WRITTEN TASK
Gather each line in the listing below that contains the string "white".

MATERIAL TO PROCESS
|---|
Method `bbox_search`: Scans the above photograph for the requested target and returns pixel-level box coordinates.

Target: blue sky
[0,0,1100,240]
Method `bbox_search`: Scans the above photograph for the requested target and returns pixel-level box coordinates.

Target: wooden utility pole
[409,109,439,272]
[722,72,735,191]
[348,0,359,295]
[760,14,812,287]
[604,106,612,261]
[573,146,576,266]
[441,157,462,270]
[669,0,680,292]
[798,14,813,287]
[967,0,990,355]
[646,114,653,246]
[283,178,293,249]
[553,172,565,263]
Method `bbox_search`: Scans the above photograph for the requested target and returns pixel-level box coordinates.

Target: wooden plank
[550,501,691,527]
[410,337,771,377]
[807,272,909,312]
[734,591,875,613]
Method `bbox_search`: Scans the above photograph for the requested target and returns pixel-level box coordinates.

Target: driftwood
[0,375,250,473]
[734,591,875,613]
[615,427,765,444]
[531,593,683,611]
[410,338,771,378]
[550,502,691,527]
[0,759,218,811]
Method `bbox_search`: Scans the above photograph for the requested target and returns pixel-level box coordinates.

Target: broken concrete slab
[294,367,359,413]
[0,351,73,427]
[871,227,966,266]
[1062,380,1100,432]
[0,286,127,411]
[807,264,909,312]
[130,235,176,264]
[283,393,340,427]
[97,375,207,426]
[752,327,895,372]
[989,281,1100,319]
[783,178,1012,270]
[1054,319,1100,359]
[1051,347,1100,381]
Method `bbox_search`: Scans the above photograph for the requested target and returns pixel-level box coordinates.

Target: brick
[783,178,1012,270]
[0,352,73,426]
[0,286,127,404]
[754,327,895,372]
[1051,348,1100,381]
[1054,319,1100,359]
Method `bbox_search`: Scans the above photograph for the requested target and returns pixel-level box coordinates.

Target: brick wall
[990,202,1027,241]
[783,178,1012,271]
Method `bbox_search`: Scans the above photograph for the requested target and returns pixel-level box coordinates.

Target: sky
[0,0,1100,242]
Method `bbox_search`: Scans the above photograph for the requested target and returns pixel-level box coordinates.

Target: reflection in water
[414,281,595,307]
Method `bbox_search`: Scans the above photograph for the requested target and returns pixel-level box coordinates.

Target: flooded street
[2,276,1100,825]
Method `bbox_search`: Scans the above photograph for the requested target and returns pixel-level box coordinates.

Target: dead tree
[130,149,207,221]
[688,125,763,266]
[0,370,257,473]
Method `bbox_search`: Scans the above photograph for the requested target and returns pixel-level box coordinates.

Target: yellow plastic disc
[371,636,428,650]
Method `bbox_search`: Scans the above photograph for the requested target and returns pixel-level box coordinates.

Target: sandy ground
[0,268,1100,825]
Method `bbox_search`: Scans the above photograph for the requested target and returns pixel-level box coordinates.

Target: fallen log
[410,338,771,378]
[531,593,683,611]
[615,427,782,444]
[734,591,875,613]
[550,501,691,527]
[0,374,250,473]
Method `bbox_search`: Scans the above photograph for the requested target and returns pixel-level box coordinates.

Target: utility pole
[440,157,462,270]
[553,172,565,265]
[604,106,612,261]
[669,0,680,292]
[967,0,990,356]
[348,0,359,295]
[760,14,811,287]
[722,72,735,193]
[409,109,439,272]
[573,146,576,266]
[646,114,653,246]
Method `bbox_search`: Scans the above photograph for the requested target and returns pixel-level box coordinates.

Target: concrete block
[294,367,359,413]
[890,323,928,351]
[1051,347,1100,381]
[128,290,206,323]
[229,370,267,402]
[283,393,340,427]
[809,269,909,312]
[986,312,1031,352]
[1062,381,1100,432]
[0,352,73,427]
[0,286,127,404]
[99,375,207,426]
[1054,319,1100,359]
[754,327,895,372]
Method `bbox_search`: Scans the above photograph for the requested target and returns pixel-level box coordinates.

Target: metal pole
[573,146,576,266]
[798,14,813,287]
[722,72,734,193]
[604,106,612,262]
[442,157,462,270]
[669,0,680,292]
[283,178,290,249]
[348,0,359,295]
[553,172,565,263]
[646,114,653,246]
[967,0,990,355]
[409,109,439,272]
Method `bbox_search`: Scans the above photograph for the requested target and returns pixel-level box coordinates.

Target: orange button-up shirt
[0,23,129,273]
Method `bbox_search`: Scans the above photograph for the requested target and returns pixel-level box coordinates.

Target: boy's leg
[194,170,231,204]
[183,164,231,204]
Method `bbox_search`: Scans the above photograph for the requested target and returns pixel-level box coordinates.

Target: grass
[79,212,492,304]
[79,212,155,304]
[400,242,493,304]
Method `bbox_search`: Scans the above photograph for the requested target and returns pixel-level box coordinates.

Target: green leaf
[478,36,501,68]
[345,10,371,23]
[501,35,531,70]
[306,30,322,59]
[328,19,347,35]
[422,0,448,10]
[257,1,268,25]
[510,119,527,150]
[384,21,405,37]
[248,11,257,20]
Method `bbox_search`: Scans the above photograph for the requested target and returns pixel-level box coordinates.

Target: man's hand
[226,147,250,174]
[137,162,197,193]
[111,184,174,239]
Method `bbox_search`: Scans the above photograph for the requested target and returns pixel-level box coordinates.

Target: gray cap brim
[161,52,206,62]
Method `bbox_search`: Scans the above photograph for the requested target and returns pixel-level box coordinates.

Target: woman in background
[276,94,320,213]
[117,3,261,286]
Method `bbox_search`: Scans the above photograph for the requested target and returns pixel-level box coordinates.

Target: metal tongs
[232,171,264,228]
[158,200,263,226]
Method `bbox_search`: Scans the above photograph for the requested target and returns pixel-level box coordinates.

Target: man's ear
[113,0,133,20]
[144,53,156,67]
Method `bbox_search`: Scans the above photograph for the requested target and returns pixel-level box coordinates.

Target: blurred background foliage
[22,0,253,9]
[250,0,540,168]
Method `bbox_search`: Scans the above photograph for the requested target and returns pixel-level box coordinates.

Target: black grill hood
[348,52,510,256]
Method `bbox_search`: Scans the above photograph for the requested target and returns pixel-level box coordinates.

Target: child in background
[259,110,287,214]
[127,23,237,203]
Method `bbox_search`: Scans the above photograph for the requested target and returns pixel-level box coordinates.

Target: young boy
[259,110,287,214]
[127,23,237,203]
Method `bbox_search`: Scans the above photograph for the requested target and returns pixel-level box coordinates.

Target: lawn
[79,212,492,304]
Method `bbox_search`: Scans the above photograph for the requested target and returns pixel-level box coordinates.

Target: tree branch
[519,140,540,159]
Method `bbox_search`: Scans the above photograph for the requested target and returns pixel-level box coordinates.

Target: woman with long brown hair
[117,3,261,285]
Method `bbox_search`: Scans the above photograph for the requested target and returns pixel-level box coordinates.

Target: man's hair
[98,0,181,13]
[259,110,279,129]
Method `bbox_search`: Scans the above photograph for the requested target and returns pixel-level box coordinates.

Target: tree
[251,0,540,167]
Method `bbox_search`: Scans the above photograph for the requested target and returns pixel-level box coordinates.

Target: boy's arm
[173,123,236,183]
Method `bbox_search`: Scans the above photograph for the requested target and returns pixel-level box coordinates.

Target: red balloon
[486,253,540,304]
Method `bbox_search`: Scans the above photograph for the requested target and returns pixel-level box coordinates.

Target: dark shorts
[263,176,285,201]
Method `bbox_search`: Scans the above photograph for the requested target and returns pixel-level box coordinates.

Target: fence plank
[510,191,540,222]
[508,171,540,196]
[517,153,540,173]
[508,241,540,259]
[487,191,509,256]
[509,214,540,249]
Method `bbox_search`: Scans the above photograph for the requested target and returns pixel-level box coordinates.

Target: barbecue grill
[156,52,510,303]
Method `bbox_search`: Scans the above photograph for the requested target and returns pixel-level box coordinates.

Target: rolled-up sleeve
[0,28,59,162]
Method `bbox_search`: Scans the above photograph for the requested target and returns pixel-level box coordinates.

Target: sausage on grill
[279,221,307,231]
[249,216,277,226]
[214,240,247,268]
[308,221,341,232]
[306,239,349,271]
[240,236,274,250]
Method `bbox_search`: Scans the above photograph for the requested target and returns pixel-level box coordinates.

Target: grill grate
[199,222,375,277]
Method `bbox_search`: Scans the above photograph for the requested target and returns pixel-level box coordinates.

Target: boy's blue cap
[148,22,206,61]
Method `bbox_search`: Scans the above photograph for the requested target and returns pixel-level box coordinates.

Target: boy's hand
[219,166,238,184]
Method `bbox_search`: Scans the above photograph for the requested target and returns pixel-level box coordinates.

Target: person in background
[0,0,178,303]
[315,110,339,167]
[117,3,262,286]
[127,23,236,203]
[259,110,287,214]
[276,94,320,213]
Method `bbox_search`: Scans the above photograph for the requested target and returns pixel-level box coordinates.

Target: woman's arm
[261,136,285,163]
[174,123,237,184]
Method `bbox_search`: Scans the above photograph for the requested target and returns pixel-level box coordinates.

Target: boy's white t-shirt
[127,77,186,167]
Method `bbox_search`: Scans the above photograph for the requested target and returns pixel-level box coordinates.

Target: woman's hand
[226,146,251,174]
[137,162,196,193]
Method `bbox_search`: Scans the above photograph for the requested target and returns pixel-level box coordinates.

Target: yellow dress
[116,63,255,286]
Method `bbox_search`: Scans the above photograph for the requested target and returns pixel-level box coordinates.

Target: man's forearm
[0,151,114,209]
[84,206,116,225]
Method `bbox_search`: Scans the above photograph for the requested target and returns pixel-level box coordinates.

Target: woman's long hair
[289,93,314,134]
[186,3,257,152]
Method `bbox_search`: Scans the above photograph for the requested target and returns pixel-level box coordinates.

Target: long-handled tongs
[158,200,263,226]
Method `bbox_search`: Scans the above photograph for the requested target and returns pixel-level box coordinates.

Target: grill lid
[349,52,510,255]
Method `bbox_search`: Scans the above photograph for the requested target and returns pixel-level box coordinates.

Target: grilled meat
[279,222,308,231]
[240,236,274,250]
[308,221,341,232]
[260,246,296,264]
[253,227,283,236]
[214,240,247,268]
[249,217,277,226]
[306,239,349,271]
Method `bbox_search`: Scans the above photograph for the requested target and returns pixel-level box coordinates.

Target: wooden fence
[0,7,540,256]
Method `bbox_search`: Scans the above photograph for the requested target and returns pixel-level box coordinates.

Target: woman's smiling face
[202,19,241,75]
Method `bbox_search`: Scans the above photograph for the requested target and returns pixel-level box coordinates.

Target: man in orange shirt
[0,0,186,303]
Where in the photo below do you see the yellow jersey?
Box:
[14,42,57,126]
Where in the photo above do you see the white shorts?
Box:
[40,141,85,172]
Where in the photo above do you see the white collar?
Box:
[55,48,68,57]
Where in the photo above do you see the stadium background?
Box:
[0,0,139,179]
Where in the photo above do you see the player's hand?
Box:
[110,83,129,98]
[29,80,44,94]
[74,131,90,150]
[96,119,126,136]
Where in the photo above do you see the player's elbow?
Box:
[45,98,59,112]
|---|
FULL RESPONSE
Target: boy's white t-shirt
Where in the photo above do you see the white shorts?
Where in the photo above do you see the white collar?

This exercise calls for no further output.